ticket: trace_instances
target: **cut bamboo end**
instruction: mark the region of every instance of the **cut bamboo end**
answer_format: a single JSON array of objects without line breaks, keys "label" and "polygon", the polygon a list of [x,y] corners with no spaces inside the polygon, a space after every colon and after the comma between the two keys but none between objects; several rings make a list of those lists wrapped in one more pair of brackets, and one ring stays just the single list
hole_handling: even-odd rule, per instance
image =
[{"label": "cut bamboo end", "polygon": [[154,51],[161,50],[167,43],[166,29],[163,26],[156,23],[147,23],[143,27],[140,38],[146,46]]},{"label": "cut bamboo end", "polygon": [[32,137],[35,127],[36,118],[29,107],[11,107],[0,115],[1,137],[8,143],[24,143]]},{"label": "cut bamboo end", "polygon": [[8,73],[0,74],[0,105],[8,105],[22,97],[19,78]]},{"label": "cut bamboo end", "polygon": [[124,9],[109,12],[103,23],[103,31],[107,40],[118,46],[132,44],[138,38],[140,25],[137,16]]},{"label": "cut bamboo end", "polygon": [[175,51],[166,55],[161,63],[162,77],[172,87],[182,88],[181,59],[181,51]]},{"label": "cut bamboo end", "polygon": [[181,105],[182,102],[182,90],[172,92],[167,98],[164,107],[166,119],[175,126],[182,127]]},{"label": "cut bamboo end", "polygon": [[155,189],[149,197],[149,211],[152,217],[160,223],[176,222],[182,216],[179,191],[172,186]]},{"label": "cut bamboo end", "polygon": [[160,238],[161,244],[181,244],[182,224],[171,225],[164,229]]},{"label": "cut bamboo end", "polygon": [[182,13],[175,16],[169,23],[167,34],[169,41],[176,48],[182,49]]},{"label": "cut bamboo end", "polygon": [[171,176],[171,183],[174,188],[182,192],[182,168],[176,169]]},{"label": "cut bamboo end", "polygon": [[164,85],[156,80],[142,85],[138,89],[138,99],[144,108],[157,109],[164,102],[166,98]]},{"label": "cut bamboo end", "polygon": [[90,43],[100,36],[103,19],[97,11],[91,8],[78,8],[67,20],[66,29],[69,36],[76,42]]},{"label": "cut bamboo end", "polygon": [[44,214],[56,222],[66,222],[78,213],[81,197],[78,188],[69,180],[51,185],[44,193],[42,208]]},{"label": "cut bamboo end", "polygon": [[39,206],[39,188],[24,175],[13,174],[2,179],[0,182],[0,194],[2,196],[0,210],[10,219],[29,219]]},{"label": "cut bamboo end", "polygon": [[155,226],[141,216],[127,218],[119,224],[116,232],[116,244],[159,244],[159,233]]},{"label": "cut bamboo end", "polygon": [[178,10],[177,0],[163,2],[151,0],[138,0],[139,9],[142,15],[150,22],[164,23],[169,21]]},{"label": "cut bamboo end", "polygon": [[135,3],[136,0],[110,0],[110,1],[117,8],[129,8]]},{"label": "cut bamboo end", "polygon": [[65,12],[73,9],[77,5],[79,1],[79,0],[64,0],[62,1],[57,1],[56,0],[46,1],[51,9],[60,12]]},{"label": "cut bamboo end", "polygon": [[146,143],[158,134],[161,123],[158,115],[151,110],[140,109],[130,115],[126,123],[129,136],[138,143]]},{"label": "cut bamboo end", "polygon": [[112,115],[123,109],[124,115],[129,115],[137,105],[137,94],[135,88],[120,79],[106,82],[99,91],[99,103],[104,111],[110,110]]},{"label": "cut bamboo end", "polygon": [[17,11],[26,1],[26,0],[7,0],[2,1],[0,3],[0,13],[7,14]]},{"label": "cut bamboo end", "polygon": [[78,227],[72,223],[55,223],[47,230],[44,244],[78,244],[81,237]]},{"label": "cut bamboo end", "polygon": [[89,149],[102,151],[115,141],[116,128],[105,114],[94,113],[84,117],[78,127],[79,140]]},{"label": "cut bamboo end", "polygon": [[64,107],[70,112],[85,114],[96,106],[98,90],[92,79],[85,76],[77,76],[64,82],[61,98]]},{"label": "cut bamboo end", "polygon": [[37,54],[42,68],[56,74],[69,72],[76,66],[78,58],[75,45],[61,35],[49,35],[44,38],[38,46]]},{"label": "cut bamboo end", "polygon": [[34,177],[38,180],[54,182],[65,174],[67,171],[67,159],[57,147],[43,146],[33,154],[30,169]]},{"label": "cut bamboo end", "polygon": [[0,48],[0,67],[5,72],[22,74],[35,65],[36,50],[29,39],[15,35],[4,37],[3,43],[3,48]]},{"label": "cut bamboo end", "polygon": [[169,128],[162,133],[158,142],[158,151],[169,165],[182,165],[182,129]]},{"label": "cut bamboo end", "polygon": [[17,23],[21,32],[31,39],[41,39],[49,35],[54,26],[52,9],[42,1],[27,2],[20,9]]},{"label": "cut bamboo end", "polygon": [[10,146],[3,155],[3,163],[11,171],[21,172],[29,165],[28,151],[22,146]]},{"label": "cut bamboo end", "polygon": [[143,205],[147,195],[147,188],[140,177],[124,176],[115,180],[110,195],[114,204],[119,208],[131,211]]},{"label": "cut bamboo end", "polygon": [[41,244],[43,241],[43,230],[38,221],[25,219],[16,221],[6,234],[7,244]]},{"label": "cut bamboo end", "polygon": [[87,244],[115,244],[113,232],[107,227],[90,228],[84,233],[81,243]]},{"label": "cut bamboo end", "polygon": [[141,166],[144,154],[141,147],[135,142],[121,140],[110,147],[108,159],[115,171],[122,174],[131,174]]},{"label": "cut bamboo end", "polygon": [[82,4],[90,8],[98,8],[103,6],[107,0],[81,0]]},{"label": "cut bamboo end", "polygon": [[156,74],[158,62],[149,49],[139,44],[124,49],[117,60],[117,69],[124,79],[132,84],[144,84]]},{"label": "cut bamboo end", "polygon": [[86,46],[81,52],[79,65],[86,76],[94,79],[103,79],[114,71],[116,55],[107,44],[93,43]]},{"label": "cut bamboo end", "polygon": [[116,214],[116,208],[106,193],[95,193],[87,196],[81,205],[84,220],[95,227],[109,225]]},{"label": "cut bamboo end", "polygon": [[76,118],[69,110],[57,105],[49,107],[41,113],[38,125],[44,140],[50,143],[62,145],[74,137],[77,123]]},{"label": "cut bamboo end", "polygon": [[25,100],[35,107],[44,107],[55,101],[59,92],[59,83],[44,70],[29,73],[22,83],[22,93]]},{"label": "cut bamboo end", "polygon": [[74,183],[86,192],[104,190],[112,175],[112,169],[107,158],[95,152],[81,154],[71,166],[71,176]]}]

> [WHAT YOU WILL DO]: Rewrite the data above with "even-odd rule" replaced by "nonzero winding rule", and leave everything else unchanged.

> [SOLUTION TO THIS PROBLEM]:
ticket: trace_instances
target: **cut bamboo end**
instruction: mark the region of every instance of the **cut bamboo end**
answer_format: a single JSON array of objects without line breaks, keys "label" and "polygon", the polygon a list of [x,y] corners with no spaces inside the polygon, a space after every colon and after the comma between the two keys but none between objects; several rings make a list of those lists wrapped in one more pair of brackets, and one ring stays just the single list
hole_handling: nonzero winding rule, per instance
image =
[{"label": "cut bamboo end", "polygon": [[154,51],[161,50],[167,43],[166,29],[163,26],[156,23],[147,23],[143,27],[140,38],[146,46]]},{"label": "cut bamboo end", "polygon": [[32,137],[35,127],[36,118],[29,107],[11,107],[0,115],[1,137],[8,143],[24,143]]},{"label": "cut bamboo end", "polygon": [[8,73],[0,74],[0,105],[8,105],[22,97],[19,78]]},{"label": "cut bamboo end", "polygon": [[124,9],[109,12],[103,23],[103,31],[107,40],[118,46],[132,44],[138,38],[140,25],[137,16]]},{"label": "cut bamboo end", "polygon": [[175,51],[166,55],[161,63],[162,77],[172,87],[182,88],[181,59],[181,51]]},{"label": "cut bamboo end", "polygon": [[181,105],[182,102],[182,90],[172,92],[167,98],[164,107],[166,119],[175,126],[182,127]]},{"label": "cut bamboo end", "polygon": [[155,189],[149,197],[149,211],[152,217],[160,223],[176,222],[182,216],[179,191],[172,186]]},{"label": "cut bamboo end", "polygon": [[160,238],[161,244],[181,244],[182,224],[171,225],[164,229]]},{"label": "cut bamboo end", "polygon": [[182,13],[175,16],[169,23],[167,34],[169,41],[176,48],[182,49]]},{"label": "cut bamboo end", "polygon": [[171,176],[171,183],[174,188],[182,192],[182,168],[176,169]]},{"label": "cut bamboo end", "polygon": [[164,85],[156,80],[142,85],[138,89],[138,99],[144,108],[157,109],[164,102],[166,98]]},{"label": "cut bamboo end", "polygon": [[90,43],[100,36],[103,19],[97,11],[91,8],[78,8],[67,20],[66,29],[69,36],[76,42]]},{"label": "cut bamboo end", "polygon": [[44,214],[56,222],[66,222],[78,213],[81,197],[78,188],[69,180],[51,185],[44,193],[42,208]]},{"label": "cut bamboo end", "polygon": [[39,206],[39,188],[24,175],[13,174],[2,179],[0,182],[0,194],[2,196],[0,210],[10,219],[29,219]]},{"label": "cut bamboo end", "polygon": [[155,226],[141,216],[127,218],[119,224],[116,232],[116,244],[159,244],[159,233]]},{"label": "cut bamboo end", "polygon": [[178,10],[177,0],[163,2],[151,0],[138,0],[139,9],[142,15],[150,22],[164,23],[169,21]]},{"label": "cut bamboo end", "polygon": [[135,3],[136,0],[110,0],[110,1],[117,8],[129,8]]},{"label": "cut bamboo end", "polygon": [[65,12],[73,9],[77,5],[79,1],[79,0],[64,0],[62,1],[57,1],[56,0],[46,1],[51,9],[60,12]]},{"label": "cut bamboo end", "polygon": [[146,143],[158,134],[161,123],[158,115],[151,110],[140,109],[130,115],[126,123],[129,136],[138,143]]},{"label": "cut bamboo end", "polygon": [[112,115],[123,109],[124,115],[129,115],[137,105],[137,94],[135,88],[120,79],[106,82],[99,91],[99,103],[104,111],[110,110]]},{"label": "cut bamboo end", "polygon": [[17,11],[26,1],[26,0],[7,0],[2,1],[0,3],[0,13],[7,14]]},{"label": "cut bamboo end", "polygon": [[78,227],[72,223],[55,223],[47,230],[44,244],[78,244],[81,237]]},{"label": "cut bamboo end", "polygon": [[89,149],[102,151],[115,141],[116,128],[105,114],[94,113],[84,117],[78,127],[79,140]]},{"label": "cut bamboo end", "polygon": [[64,107],[70,112],[85,114],[96,106],[98,90],[92,79],[85,76],[77,76],[64,82],[61,98]]},{"label": "cut bamboo end", "polygon": [[37,54],[42,68],[56,74],[69,72],[76,66],[78,58],[75,45],[61,35],[49,35],[44,38],[38,46]]},{"label": "cut bamboo end", "polygon": [[34,177],[38,180],[54,182],[65,174],[67,171],[67,159],[57,147],[43,146],[33,154],[30,169]]},{"label": "cut bamboo end", "polygon": [[0,48],[0,67],[5,72],[22,74],[35,65],[36,50],[29,39],[15,35],[4,37],[3,43],[3,48]]},{"label": "cut bamboo end", "polygon": [[169,128],[162,133],[158,142],[158,151],[169,165],[182,165],[182,129]]},{"label": "cut bamboo end", "polygon": [[17,23],[21,32],[31,39],[41,39],[49,35],[54,26],[52,9],[42,1],[27,2],[20,9]]},{"label": "cut bamboo end", "polygon": [[10,146],[3,155],[3,163],[11,171],[21,172],[29,165],[28,151],[22,146]]},{"label": "cut bamboo end", "polygon": [[143,205],[147,195],[147,188],[140,177],[124,176],[115,180],[110,195],[114,204],[119,208],[131,211]]},{"label": "cut bamboo end", "polygon": [[41,244],[43,241],[43,230],[38,221],[25,219],[16,221],[6,234],[7,244]]},{"label": "cut bamboo end", "polygon": [[87,244],[115,244],[113,232],[107,227],[90,228],[84,233],[81,243]]},{"label": "cut bamboo end", "polygon": [[141,166],[144,154],[141,147],[135,142],[121,140],[110,147],[108,159],[115,171],[122,174],[131,174]]},{"label": "cut bamboo end", "polygon": [[82,4],[90,8],[98,8],[103,6],[107,0],[81,0]]},{"label": "cut bamboo end", "polygon": [[156,74],[158,62],[149,49],[139,44],[124,49],[117,60],[117,69],[124,79],[132,84],[144,84]]},{"label": "cut bamboo end", "polygon": [[86,46],[81,52],[79,65],[86,76],[94,79],[103,79],[114,71],[116,55],[107,44],[93,43]]},{"label": "cut bamboo end", "polygon": [[116,214],[116,208],[106,193],[95,193],[87,196],[81,205],[84,220],[95,227],[109,225]]},{"label": "cut bamboo end", "polygon": [[76,118],[69,110],[57,105],[49,107],[41,113],[38,125],[44,140],[50,143],[62,145],[74,137],[77,123]]},{"label": "cut bamboo end", "polygon": [[25,100],[35,107],[44,107],[55,101],[59,92],[59,83],[44,70],[29,73],[22,83],[22,93]]},{"label": "cut bamboo end", "polygon": [[74,183],[86,192],[104,190],[112,175],[112,169],[107,158],[95,152],[81,154],[71,166],[71,176]]}]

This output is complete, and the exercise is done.